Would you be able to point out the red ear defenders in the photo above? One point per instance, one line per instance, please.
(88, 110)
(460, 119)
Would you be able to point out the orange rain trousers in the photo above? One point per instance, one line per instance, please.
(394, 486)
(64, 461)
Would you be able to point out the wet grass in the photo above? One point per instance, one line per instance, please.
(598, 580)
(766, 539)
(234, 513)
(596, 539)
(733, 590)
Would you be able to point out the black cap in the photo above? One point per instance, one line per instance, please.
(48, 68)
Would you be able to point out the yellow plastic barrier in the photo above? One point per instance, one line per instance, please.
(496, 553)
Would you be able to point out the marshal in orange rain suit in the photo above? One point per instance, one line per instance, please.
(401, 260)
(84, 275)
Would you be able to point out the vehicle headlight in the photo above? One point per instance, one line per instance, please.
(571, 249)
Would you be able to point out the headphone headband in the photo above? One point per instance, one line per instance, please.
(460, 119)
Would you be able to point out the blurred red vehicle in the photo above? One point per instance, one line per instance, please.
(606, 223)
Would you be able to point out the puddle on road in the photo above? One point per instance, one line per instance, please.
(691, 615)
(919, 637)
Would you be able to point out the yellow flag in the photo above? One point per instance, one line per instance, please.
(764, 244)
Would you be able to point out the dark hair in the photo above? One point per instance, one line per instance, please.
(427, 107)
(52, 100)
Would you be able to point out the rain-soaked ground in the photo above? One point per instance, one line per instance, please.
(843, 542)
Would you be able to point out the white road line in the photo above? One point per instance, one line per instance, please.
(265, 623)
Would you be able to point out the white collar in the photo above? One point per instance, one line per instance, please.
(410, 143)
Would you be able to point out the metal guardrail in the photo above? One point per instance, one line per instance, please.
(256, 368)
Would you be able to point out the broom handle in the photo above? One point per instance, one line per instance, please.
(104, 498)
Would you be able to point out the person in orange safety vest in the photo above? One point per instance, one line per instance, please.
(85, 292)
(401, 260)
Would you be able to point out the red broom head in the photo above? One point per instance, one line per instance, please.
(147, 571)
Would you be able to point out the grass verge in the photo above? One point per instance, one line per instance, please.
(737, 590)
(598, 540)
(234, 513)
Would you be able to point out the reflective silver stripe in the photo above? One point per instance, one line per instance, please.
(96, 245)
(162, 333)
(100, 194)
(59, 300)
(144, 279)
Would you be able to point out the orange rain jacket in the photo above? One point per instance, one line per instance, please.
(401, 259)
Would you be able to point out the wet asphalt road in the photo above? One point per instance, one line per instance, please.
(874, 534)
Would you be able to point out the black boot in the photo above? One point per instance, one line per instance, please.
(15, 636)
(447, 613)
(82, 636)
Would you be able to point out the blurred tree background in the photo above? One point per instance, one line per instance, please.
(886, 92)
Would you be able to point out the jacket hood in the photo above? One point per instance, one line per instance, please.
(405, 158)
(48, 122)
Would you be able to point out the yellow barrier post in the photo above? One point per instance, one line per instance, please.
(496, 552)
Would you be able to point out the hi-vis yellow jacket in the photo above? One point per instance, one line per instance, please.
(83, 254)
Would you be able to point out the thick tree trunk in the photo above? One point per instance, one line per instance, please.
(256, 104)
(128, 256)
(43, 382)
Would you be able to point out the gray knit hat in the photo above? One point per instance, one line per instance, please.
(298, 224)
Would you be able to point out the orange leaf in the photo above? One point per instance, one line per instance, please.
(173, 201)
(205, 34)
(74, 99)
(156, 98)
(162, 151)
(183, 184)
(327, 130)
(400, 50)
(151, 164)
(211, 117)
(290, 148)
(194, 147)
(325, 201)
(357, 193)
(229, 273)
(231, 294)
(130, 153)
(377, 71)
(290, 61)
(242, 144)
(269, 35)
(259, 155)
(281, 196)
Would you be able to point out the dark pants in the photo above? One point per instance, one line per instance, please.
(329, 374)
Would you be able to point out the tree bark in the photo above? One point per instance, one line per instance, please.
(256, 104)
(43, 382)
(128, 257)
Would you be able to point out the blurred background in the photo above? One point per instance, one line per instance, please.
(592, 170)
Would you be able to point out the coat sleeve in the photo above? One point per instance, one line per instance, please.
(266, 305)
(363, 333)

● **Task to carry out**
Reproduce only the lines between the line containing "Would you be able to point out the dark pants" and the last line of the records, those two lines included, exactly.

● **Answer to this task**
Would you be able to point out the dark pants in the photo above? One point per instance, one line per instance, please.
(329, 374)
Would you be able to point out the tree bark in the photo above? One point per instance, one line per instance, please.
(256, 104)
(43, 382)
(128, 257)
Would you be able to point out the blurred background in the photo above? One point per instance, one line per instance, please.
(592, 170)
Would you be able to point out the coat sleeve in the photo above? One point per instance, one line per instance, please.
(266, 305)
(363, 333)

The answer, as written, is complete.